Locate each line in the entries below that contains the word "face" and copy those lines out in full.

-- start --

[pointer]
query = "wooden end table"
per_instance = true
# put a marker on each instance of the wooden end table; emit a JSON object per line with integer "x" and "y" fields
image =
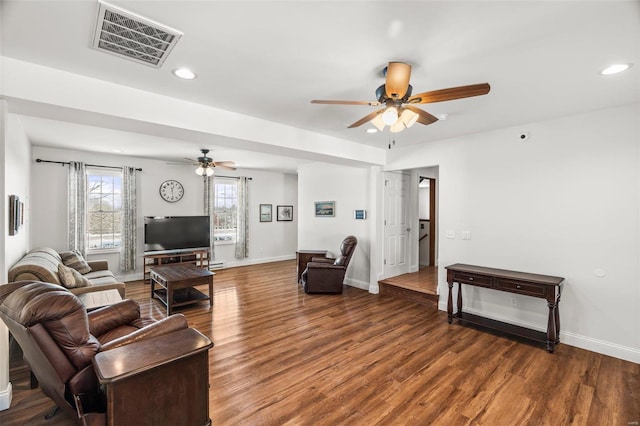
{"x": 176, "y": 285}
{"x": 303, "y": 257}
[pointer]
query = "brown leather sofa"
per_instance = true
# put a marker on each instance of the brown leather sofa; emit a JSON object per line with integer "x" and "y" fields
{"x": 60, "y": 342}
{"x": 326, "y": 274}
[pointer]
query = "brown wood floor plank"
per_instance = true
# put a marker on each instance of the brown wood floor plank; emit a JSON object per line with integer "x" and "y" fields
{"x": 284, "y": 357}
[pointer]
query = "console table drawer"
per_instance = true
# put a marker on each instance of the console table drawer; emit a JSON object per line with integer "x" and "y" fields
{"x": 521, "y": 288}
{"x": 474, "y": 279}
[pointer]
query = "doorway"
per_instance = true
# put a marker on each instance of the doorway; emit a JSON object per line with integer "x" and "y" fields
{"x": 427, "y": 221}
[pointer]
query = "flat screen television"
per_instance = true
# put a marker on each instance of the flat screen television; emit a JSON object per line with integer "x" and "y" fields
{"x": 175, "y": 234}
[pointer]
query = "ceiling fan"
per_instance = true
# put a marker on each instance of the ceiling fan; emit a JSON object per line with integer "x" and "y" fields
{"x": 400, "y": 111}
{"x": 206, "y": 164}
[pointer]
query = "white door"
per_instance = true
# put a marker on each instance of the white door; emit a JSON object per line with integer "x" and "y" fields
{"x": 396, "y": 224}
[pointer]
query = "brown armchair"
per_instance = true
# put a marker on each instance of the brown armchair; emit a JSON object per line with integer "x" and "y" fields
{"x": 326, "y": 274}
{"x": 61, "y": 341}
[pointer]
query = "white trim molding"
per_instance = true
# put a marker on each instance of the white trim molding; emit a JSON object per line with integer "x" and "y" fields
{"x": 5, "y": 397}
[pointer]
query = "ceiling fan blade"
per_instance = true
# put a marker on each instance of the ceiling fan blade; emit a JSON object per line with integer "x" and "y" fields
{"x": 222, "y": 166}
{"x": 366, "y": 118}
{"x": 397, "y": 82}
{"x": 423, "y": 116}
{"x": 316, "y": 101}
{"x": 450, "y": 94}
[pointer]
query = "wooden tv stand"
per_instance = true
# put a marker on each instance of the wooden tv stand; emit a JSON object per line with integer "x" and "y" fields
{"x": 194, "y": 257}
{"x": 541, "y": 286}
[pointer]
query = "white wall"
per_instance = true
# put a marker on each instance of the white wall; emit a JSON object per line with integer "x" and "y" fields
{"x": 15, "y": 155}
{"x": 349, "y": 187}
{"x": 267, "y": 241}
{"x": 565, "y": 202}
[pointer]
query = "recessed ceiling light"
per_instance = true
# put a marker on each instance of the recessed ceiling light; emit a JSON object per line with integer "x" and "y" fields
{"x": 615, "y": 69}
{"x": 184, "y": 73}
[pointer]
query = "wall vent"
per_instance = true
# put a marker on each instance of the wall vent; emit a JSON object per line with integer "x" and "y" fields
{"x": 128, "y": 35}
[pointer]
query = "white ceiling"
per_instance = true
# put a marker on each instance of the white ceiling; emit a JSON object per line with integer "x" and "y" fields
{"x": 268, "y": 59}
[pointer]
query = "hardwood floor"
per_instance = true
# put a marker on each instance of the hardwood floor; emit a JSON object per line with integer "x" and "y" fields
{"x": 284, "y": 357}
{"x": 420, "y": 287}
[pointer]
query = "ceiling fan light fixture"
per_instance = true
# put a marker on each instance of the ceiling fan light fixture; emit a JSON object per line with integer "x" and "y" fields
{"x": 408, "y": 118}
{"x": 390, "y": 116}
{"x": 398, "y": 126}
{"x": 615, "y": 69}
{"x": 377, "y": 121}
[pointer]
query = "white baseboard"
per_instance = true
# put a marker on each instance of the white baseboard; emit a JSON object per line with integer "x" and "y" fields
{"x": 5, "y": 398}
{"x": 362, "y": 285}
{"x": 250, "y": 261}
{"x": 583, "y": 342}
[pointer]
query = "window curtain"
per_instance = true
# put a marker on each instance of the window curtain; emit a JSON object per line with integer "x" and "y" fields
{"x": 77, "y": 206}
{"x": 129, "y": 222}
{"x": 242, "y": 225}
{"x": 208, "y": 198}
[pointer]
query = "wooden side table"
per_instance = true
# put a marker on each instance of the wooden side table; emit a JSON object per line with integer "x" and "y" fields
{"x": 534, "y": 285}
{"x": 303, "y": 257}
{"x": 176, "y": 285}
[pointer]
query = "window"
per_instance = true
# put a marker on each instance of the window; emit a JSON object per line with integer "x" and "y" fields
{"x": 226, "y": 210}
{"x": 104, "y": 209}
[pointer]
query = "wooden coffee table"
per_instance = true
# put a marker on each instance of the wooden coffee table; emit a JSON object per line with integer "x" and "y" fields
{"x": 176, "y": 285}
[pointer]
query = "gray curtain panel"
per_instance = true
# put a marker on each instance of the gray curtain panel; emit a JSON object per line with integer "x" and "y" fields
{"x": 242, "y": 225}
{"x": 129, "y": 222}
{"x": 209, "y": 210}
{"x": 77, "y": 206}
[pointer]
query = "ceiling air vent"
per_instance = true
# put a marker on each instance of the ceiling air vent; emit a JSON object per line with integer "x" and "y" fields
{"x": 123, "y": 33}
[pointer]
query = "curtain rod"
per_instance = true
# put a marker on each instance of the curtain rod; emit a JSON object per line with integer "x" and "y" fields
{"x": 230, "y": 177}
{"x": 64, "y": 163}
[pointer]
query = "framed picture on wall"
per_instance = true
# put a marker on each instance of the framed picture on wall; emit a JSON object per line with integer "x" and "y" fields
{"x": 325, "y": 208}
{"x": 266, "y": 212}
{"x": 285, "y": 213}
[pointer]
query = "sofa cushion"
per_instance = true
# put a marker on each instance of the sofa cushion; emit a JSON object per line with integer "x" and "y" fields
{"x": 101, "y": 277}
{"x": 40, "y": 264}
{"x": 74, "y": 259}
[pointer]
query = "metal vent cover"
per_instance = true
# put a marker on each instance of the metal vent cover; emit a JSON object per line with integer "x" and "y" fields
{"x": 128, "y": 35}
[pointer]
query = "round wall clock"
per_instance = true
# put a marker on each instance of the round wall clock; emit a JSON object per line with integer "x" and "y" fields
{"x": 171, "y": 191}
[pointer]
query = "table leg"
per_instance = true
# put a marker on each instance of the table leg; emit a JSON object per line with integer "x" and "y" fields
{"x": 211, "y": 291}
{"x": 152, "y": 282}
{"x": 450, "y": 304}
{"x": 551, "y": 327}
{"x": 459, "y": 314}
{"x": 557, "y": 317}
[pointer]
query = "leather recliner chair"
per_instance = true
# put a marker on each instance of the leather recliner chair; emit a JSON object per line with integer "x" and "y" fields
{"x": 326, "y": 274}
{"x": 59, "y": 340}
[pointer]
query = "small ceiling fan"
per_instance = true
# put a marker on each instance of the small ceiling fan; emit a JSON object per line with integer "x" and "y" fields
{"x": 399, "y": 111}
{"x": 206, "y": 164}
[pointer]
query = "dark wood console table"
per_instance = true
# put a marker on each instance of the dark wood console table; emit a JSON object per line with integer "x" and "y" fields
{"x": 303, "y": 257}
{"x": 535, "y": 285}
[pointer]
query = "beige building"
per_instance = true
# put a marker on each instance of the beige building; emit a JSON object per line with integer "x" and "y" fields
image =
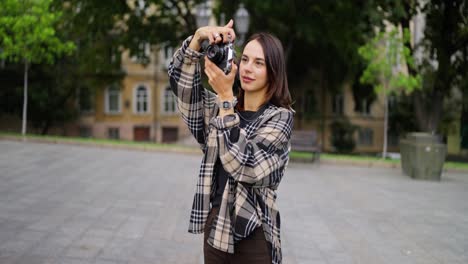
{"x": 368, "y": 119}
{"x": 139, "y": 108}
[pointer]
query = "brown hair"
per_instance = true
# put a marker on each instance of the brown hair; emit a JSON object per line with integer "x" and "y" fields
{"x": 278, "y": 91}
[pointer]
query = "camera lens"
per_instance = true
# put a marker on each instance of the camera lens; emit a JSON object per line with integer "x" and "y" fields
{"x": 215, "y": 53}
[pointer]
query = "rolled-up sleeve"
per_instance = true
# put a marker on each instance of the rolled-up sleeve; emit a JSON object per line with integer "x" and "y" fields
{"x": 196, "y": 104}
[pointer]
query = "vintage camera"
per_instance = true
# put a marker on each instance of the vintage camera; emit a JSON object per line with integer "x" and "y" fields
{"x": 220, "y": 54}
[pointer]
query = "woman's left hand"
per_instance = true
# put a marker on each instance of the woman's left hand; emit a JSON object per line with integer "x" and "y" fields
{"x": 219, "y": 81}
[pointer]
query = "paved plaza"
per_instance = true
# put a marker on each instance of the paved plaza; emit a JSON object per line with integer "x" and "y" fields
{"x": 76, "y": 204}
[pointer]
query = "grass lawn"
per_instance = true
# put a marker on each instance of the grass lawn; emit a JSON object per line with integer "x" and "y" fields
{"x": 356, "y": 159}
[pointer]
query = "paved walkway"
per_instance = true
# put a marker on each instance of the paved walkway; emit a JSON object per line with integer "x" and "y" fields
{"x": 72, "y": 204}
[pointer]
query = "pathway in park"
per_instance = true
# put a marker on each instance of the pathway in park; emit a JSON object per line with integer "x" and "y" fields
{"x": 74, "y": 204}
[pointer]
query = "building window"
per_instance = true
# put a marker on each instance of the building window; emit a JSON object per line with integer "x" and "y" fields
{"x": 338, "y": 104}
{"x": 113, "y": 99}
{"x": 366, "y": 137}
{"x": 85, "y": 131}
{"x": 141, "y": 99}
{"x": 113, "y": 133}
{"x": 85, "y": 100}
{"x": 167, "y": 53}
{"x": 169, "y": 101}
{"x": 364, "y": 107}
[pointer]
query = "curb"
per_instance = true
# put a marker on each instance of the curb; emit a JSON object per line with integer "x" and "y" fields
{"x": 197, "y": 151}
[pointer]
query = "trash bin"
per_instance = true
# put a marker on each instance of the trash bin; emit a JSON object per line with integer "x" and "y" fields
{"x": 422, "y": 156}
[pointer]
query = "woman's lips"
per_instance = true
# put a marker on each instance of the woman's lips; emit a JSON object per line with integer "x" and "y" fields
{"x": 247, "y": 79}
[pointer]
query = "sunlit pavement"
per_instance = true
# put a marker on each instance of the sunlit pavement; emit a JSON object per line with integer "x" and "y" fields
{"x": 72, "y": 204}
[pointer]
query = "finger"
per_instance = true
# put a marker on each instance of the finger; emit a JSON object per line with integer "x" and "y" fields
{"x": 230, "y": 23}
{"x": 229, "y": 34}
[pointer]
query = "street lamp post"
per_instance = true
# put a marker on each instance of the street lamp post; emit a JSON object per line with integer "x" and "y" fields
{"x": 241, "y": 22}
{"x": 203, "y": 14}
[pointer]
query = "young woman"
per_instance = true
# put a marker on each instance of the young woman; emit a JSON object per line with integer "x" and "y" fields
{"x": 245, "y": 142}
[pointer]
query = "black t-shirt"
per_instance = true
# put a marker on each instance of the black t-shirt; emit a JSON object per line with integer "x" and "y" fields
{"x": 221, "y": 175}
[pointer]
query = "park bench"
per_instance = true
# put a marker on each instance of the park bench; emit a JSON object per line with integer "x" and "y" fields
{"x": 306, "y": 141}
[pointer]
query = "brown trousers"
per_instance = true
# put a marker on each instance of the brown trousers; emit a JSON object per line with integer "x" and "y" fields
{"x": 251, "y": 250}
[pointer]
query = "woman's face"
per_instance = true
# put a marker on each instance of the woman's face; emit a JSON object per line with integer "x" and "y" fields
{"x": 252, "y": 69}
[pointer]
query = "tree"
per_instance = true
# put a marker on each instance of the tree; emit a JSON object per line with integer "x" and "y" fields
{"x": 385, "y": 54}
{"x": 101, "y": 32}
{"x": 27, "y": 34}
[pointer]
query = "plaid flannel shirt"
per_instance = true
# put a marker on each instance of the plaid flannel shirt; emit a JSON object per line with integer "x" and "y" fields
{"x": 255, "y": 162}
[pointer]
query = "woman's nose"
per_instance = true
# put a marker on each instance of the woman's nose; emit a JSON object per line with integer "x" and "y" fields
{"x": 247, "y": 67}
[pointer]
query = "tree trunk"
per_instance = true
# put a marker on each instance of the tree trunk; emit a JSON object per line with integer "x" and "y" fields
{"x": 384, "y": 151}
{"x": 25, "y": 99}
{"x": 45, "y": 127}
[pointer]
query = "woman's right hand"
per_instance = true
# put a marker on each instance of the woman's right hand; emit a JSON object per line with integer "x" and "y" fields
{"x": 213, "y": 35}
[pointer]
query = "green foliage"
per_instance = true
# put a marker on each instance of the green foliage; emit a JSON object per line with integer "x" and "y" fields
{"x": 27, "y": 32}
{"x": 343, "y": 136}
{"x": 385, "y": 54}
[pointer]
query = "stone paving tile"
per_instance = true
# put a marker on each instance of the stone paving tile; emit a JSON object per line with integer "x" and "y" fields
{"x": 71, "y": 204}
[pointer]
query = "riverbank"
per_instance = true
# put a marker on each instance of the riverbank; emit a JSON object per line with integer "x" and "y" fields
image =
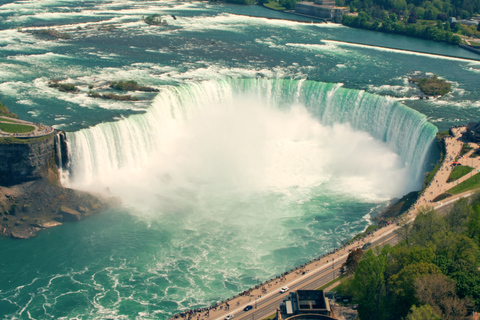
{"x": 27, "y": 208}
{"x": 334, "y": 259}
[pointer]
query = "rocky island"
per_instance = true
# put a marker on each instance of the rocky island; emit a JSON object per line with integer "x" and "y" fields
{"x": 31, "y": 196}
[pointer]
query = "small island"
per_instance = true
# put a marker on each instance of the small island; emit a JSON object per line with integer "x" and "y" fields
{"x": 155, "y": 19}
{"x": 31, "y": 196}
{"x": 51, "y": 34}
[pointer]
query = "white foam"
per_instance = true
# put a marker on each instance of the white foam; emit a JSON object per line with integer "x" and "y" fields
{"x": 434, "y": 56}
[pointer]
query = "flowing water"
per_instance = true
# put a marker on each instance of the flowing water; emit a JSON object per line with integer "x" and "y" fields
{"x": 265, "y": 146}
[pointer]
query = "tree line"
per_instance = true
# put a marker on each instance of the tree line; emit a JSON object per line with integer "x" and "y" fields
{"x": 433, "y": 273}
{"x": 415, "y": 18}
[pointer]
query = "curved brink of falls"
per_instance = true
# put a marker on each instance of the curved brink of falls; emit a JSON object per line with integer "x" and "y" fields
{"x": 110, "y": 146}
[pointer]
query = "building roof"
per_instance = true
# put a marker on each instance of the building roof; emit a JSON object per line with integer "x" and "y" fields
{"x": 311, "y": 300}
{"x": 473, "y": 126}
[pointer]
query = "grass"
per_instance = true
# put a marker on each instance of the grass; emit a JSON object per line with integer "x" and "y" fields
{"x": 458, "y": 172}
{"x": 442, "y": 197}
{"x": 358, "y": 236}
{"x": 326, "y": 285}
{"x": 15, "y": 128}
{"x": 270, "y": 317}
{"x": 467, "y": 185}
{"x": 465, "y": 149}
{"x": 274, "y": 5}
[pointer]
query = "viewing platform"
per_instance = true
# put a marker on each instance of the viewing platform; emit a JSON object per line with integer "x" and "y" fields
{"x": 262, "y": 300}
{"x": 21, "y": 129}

-- end --

Correct output:
query = "woman's face"
# put a marker on each instance of the woman's face; emit a JSON object per line with integer "x" and "y" fields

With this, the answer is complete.